_TASK INPUTS_
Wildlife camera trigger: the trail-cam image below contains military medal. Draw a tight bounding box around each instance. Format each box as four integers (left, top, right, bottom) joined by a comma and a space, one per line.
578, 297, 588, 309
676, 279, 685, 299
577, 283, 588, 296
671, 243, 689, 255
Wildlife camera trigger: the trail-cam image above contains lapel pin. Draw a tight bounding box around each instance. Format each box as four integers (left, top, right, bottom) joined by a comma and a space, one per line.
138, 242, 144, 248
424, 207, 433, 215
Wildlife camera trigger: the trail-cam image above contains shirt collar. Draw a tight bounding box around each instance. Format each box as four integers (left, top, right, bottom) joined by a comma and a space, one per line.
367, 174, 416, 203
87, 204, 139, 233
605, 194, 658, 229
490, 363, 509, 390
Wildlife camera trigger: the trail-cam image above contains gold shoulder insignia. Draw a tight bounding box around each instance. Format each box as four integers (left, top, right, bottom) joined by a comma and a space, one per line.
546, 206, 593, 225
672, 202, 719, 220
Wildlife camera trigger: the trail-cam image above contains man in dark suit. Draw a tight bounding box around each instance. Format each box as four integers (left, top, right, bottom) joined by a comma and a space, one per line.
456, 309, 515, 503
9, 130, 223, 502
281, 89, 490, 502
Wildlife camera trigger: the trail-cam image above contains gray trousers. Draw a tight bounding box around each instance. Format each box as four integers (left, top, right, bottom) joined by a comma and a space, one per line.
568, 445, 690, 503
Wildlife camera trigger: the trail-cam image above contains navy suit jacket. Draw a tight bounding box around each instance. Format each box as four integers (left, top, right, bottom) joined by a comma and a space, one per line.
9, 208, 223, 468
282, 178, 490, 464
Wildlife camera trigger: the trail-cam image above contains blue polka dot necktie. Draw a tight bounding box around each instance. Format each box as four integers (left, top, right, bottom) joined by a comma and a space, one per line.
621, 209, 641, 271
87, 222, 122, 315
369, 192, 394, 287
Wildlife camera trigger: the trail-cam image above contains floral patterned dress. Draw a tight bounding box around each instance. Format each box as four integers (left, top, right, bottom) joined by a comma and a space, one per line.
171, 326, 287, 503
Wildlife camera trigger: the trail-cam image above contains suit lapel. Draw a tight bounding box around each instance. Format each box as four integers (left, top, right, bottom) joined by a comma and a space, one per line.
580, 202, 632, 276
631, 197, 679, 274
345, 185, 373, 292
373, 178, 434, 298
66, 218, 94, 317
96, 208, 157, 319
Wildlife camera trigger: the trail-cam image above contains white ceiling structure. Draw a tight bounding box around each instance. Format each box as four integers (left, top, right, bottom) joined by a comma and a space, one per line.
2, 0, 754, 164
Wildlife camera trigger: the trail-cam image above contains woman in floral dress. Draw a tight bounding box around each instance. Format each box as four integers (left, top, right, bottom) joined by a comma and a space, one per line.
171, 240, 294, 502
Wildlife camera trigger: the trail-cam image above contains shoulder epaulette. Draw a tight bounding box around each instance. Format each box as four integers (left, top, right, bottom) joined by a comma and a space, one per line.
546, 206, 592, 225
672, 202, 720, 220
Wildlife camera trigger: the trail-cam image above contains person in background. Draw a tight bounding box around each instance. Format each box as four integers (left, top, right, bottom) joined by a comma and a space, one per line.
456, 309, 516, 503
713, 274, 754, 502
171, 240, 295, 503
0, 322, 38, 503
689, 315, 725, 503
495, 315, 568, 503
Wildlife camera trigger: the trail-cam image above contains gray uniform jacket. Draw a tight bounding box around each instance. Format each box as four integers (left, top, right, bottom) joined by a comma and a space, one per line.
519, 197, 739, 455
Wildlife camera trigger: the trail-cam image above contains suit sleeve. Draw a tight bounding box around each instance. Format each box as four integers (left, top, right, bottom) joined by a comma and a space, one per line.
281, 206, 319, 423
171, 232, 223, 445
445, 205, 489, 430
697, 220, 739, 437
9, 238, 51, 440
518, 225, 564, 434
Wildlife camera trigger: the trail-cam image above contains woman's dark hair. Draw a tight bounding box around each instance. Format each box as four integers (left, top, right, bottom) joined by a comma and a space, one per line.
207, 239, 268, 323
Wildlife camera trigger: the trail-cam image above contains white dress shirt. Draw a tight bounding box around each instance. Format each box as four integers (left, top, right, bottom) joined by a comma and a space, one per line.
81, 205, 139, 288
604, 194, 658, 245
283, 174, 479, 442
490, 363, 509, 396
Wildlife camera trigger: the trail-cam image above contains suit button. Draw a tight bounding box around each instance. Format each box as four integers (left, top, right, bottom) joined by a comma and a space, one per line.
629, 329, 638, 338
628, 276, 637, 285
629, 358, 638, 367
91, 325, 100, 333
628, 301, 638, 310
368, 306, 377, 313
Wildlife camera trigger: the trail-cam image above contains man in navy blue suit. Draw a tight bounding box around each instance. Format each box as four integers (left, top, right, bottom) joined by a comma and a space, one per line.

_THE PROBLEM_
Make a precise copy of the records in their entirety.

_RESULT OF THIS EXERCISE_
Wildlife camera trigger: the trail-cam image below contains military medal. Draw a tight bounding box around each instance. Format each box as four integers (left, top, right, bottom) joined by a comma and a space, one per line.
578, 297, 588, 309
676, 279, 685, 299
577, 283, 588, 296
671, 243, 689, 255
Wildlife camera trigger: the trail-cam image above contains lapel pin. Draw a tight bounding box around each instance. Format each box as four integers (left, top, right, bottom) joined by a comma and a space, one per line.
138, 242, 144, 248
424, 207, 433, 215
Wildlife camera trigger: the trail-cam image above contains shirt collar. Draw a tight bounding box around each instance. Format each box as four integers (left, top, right, bottom) joined by a comma and a space, one per line.
367, 174, 416, 203
87, 204, 139, 233
605, 194, 658, 229
490, 363, 509, 390
Wildlife camera trigger: the trail-cam image above contains gold shoulder insignia. Draw a tight bounding box around each instance. Format each box as four integers (left, top, right, bottom) joined by a comma and a space, one per line.
546, 206, 593, 225
672, 202, 719, 220
Wildlife camera trigger: the trail-cam image above contains man in dark suit. Draw a tight bounding box around each instance. Format each box as four integers (left, top, right, bottom) joined by a comma and a space, one per line.
456, 309, 515, 503
9, 130, 223, 502
281, 89, 490, 502
Wildlife camera trigger: the trail-cam image above contains gray trousers. Draw a tight bounding box around each instance. Format each box as four integers (left, top, right, bottom) joined by a comma and a space, one per line.
568, 445, 690, 503
Wildlife camera trigger: the trail-cam image above contains navy suit jacket. Draw a tight bounding box around each instance. Format each box as four integers (left, top, right, bottom) joined by a comma and a space, one per line.
9, 208, 223, 468
282, 178, 490, 464
Wildlife camera trigger: the trail-cam image above contains blue polka dot necktie. Draw a tight bounding box around each instance. Format each box as four integers (left, top, right, bottom) joined by a comma and a space, one per line.
621, 209, 641, 271
87, 222, 122, 315
369, 192, 394, 287
Wildlife camera trigger: the trail-cam image above contains floral patterned dress. Draw a tight bounding box around each instance. Format each box as four integers (left, top, right, bottom) joined by a comma and a space, one per line.
171, 326, 287, 503
Wildlife camera trigger: the trail-cam image above contains suit lapel. Draw a tight bounding box around each instance. Format each box as four integers (left, top, right, bottom) joined by a comma and a space, one per line.
580, 202, 632, 276
631, 197, 679, 274
345, 185, 373, 292
373, 178, 434, 298
66, 218, 94, 317
96, 208, 157, 319
Wildlife camera trigger: the trail-cam image above contains white ceiling structure. Draw a tight bounding box around each instance. Format each box as four integers (left, top, right, bottom) joined by a comma and a space, one per line.
2, 0, 754, 164
Wildlife camera trigger: the trail-cam image above contains woman in floral dress. Draw a tight bounding box around each instance. Format each box as four integers (left, top, right, bottom) joined by a comma and a space, one per line.
171, 240, 294, 502
Wildlife camera trigger: the trail-cam image above contains shoulder epaulette. Draw a tight bounding box around each instance. Format each box as four integers (left, top, right, bottom) joined by a comma and a space, one per line.
546, 206, 592, 225
672, 202, 720, 220
Wildlife camera trigger: the trail-cam image above contains person in background. Draw a tight bounding box around each instance. Format each box as four integers (left, top, right, bottom) joined by a comma and a space, one per line.
456, 309, 516, 503
713, 274, 754, 502
171, 240, 295, 503
0, 322, 38, 503
689, 315, 725, 503
495, 315, 568, 503
Wildlife camera trigger: the trail-cam image above contains gray uniform jacket. Draw a tight bounding box around each instance. Format each box as four integers (left, top, right, bottom) joined by a comma and a space, one per line.
519, 197, 739, 455
Wildlife camera trigger: the trail-cam image above contains suit sleeve. Draw a tight bounding box around each instance. Format each box as four integers (left, top, right, bottom) joined by a comma and a space, one per line.
281, 206, 319, 423
171, 232, 223, 445
445, 205, 489, 430
697, 220, 739, 437
9, 238, 51, 440
518, 225, 564, 434
Wildlife camera trigger: the trail-cam image above contains woman's dark hair. Draw a tight bounding box around each instance. Format each box as four integers (left, top, right, bottom) joined by a comma and a space, one per line.
207, 239, 268, 323
Wildlife camera trigger: the trail-cam image above contains white dress shirt. Draw a tight bounding box around each instance. Format each box as four integers (left, top, right, bottom) joined by a comma and a space, one per line.
81, 205, 139, 288
604, 194, 658, 245
283, 174, 479, 442
490, 363, 509, 396
Wildlife camera trigger: the trail-cam image above contains suit button. Draw a tight bounding box around each instance. Format each box as four integers (left, top, right, bottom) joined by a comma and a space, one per line.
629, 329, 638, 338
628, 276, 637, 285
629, 358, 638, 367
91, 325, 100, 333
628, 301, 638, 310
368, 306, 377, 313
Wildlife camera trigger: the trail-cam image above contains man in navy blue suit. Draw a tight bounding box around each instance. Format each box as four integers (left, top, right, bottom) joined by a comma and a space, one per line.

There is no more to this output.